=== Extracted records ===
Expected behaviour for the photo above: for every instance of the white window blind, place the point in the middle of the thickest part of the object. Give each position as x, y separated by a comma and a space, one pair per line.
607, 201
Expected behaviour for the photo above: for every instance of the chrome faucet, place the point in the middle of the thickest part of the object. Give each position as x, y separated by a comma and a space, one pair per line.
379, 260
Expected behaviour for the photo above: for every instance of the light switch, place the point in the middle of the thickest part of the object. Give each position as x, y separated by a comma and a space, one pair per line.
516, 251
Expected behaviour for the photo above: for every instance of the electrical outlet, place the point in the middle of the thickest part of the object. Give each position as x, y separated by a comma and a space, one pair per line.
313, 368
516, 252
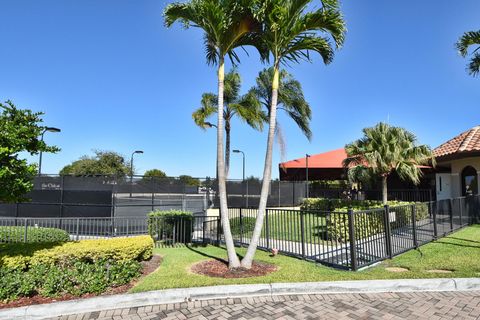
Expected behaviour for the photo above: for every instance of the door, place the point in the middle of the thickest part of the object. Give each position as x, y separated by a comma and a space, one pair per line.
===
**Your goal:** Can you output the stretch of the records from the line containing "of the chrome" through the end of the records as a numbered list, with blank lines and pictures left out?

**Answer in full:**
1. Expected behaviour for the photo above: for every instance of the chrome faucet, place the point in the middle of the thickest part of the object. Give each position as x, y separated by a comma and a space, one pair per line.
2. 379, 260
3. Expected behaviour for the photo above: for every instance of the light switch, place the point in the middle of the thickest part of the object. Give each position as x, y separated by a comma and a space, one pair per line.
4. 516, 251
5. Expected behaviour for the photo above: for every instance of the electrical outlet, place the point in the middle of the thickest part of the object. Give each position as x, y separated by a comma and a space, one pair per line.
6. 313, 368
7. 516, 252
8. Expected behaviour for the photo above: for every instance of the door, place the point in the middle of the thickest part of the object. Give each position as x, y separated by a comma and a space, one pair per line.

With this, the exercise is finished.